Les deux principaux matériaux utilisés restent cependant l’acier et l’aluminium. Traditionnellement, c’est l’acier inoxydable qui est préconisé. Sa matière hautement sécuritaire permettant de faire face aux attaques climatiques et autres chocs. Or, l’aluminium, longtemps considéré comme un métal mou et donc fragile et peu sécurisant, peut devenir aussi dur que le fer lorsqu’il est bien travaillé, et constituer alors un appui solide. «Le rapport qualité-prix de l’aluminium surpasse aujourd’hui celui de l’acier, qu’il faut entretenir régulièrement à la peinture. L’aluminium dure plus dans le temps et nécessite moins d’entretien» note le gérant. L’aluminium cumule les avantages : il supporte mieux les chocs climatiques, ne rouille pas, est esthétique, pratique - en cas de choc, l’élément détérioré peut être démonté et remplacé sans difficulté aucune et sans soudure -, et léger (pour 15 kilos au mètre linéaire pour le garde-corps en acier, il faut compter 3 kilos pour son équivalent en aluminium, avec remplissage en tôle perforée). «Lorsqu’il convient de remplacer un garde-corps, la solution de l’aluminium s’impose dans la majorité des cas. Ils sont alors composés d’éléments assemblés avec de la visserie inox. Les pièces moulées d’assemblage reçoivent un traitement de laquage par poudres polyester cuites au four. Les profilés extrudés en aluminium peuvent être soit anodisés soit thermo laqués : autant d’atouts pour un produit durable, quasi sans entretien, offrant le meilleur rapport qualité/prix avec une couverture décennale» explicite Didier Rigault.


Combien coûte un garde-corps ?

Les tarifs varient selon la taille, le modèle, la marque, la longueur, le prix de la pose, le matériau utilisté et l’utilité finale du garde-corps (fenêtre, balcon, mezzanine, escalier…). Seul un devis pourra révéler un tarif précis et exact. Il est d’ailleurs conseillé de demander des devis à plusieurs entreprises, puis de les comparer. D’une manière générale, on considère que les garde-corps en bois se négocient à partir de 60 € le mètre linéaire, tandis que ceux en verre peuvent grimper jusqu’à 400 €, ceux en fonte jusqu’à 500 €, ceux en fer forgé s’élèvent généralement à 150 € et ceux en inox peuvent aller de 200 à 400 €.

* * *

### CONSIGNE
D'après l'extrait sur les garde-corps, quel est le poids au mètre linéaire d'un garde-corps en acier ? Le matériel qui vient ensuite est distinct de l'extrait sur les garde-corps.

### DONNÉES FOURNIES
* * *

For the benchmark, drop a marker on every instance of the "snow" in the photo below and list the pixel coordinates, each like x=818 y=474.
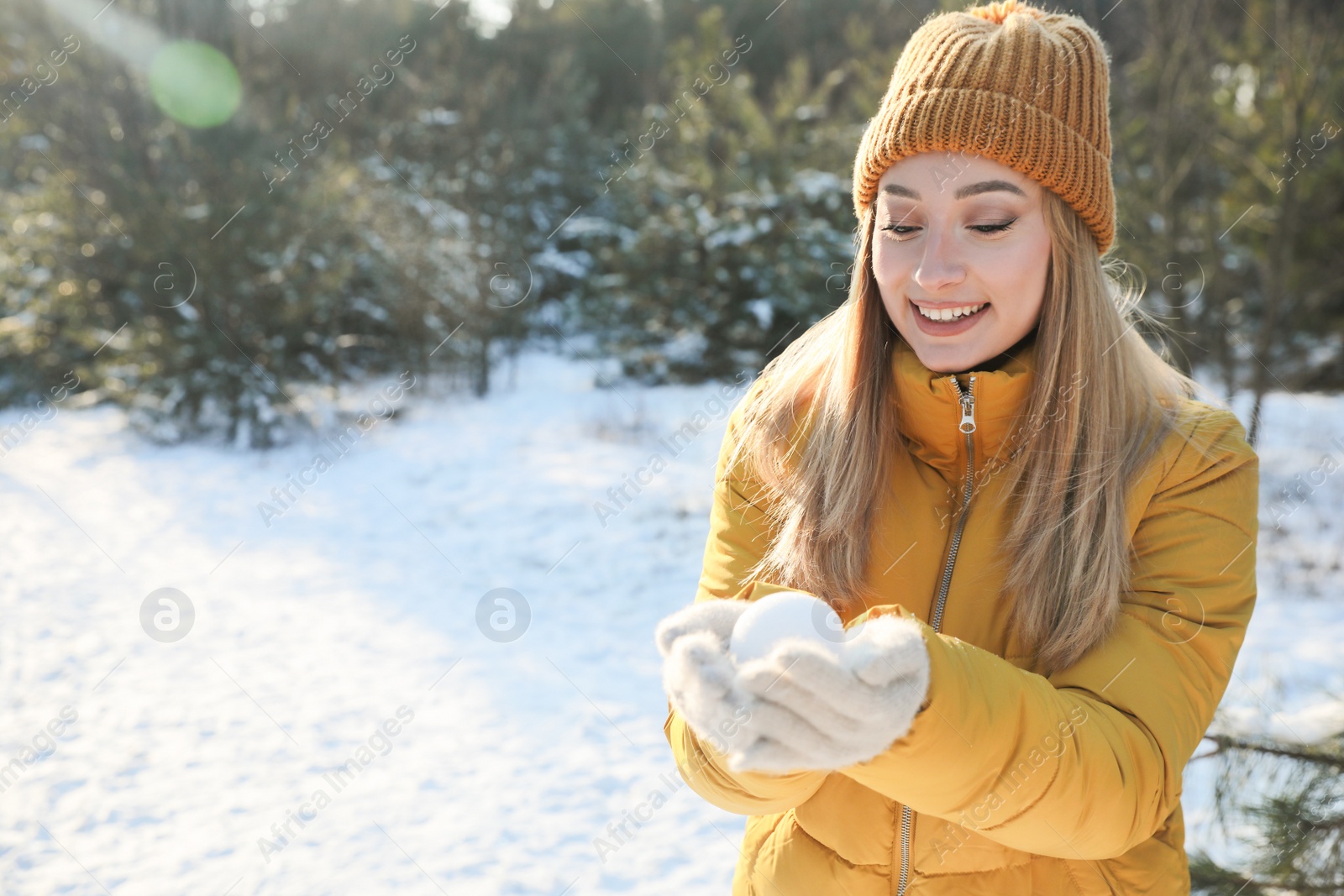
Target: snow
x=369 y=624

* * *

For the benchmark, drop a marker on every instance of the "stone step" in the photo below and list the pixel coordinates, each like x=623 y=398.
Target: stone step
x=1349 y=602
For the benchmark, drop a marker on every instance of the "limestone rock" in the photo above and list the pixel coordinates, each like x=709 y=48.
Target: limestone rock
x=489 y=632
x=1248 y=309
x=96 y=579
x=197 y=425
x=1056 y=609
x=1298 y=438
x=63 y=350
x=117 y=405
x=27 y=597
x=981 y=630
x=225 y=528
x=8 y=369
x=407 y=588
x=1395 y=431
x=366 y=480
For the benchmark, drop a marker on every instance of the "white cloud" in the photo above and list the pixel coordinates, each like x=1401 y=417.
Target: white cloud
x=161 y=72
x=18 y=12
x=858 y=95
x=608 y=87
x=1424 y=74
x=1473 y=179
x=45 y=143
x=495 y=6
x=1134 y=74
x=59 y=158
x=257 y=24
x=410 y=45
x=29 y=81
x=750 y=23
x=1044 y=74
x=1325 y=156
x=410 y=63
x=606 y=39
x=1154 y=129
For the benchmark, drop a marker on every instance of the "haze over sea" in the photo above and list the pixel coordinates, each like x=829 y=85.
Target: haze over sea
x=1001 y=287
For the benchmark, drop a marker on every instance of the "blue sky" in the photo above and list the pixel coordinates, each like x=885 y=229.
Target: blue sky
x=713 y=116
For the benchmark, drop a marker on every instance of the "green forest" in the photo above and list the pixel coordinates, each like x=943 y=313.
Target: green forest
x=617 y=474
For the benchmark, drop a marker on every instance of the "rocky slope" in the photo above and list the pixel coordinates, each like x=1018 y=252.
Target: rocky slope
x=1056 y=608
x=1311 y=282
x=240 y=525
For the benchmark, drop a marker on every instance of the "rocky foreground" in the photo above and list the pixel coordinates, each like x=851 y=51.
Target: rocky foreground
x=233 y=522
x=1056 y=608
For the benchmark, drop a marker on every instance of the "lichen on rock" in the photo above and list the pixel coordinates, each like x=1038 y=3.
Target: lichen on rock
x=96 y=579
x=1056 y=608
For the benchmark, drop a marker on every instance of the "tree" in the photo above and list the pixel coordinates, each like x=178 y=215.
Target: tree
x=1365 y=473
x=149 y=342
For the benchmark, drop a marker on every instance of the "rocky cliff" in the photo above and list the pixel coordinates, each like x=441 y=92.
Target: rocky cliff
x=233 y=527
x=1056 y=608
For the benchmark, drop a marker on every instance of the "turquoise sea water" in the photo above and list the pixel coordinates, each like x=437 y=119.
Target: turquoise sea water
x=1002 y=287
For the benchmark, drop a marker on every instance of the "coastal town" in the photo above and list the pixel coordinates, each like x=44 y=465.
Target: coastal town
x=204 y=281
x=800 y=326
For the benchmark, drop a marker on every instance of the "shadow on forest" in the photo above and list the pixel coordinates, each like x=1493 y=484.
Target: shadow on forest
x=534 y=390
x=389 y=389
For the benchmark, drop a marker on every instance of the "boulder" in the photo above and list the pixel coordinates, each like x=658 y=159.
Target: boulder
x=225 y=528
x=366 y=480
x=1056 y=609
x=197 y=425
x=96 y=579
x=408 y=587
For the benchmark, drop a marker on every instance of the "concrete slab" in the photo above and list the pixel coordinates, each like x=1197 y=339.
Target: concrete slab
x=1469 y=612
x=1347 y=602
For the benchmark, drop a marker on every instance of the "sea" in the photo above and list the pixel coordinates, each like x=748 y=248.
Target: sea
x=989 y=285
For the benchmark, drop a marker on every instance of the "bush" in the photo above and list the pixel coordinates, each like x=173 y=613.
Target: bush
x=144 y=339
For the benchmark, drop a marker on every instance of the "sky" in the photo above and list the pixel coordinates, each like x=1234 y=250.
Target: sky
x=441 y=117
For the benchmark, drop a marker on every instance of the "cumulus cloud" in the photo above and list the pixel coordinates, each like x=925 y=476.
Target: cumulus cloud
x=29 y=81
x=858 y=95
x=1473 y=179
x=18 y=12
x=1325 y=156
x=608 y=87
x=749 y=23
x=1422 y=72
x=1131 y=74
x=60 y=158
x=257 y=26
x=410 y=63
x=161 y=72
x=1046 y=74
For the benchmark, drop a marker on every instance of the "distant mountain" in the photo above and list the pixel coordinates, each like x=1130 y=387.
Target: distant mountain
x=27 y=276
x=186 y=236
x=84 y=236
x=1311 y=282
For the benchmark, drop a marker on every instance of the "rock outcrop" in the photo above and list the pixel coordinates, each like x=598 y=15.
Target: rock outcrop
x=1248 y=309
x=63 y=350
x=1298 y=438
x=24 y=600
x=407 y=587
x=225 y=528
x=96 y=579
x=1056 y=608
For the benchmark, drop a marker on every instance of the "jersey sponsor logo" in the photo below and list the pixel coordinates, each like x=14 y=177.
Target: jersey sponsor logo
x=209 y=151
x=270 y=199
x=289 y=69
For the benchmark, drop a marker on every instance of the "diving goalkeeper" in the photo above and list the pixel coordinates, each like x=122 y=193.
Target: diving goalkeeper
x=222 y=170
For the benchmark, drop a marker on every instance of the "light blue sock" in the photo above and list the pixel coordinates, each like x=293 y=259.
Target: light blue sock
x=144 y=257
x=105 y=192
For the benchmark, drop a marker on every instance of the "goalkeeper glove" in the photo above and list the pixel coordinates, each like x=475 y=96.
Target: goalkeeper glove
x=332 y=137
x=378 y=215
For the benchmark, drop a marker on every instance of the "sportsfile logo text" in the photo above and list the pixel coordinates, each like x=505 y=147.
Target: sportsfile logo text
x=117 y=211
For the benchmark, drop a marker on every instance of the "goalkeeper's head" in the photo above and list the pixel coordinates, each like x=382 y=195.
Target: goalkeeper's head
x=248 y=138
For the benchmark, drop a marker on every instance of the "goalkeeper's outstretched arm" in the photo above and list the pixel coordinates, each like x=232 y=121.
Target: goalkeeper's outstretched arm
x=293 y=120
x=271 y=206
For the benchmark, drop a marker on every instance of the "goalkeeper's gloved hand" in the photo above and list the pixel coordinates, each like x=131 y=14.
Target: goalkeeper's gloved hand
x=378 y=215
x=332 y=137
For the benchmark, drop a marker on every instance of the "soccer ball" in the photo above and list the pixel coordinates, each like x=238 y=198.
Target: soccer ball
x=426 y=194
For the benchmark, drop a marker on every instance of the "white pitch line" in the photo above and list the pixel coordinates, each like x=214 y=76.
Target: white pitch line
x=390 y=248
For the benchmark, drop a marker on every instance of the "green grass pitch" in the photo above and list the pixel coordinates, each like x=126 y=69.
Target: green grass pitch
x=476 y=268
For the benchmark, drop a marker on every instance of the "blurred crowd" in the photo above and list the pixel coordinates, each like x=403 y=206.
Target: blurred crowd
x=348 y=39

* * *

### RÉPONSE CI-DESSOUS
15 kilos au mètre linéaire.